• WORK ORDER
Find the lines below that contain the string "necklace". Copy each one.

• MATERIALS PROVIDED
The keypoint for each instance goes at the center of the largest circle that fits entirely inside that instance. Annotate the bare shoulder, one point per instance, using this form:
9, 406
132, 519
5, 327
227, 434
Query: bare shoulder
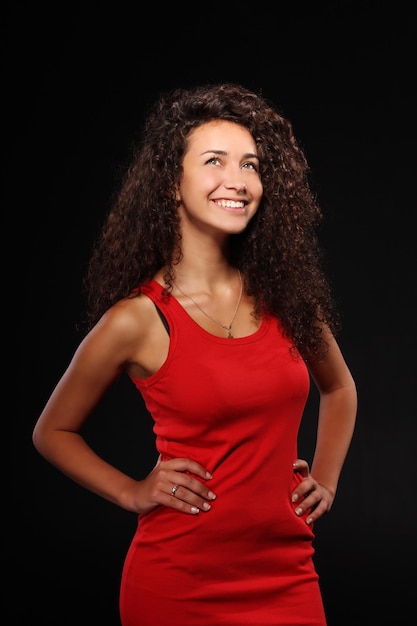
132, 333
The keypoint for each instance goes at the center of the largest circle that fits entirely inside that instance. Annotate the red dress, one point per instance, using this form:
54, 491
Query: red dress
235, 406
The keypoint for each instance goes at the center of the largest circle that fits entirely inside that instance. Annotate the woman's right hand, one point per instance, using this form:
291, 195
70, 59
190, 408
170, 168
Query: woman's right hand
171, 483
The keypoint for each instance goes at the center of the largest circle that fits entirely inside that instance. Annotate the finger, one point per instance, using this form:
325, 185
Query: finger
192, 491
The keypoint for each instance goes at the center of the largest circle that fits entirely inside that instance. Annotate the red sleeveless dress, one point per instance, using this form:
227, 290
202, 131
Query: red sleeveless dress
235, 406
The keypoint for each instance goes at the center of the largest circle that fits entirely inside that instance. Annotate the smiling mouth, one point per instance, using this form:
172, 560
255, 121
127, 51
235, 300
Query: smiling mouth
230, 204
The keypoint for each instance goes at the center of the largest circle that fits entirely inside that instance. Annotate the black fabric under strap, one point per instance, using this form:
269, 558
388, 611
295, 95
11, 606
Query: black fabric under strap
163, 318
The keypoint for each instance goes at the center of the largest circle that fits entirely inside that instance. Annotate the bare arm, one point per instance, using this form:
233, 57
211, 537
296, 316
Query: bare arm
336, 423
113, 346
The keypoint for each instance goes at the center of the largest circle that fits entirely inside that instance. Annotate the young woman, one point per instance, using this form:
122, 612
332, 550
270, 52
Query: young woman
207, 289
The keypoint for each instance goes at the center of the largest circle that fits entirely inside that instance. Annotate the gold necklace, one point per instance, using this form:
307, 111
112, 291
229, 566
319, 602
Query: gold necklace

• YOUR RESPONSE
The keypoint for each instance goes at the center of the largest circle that fits entirely inside that instance. Annotate the gold necklace, one point per instance, using this form:
Query: gold necklace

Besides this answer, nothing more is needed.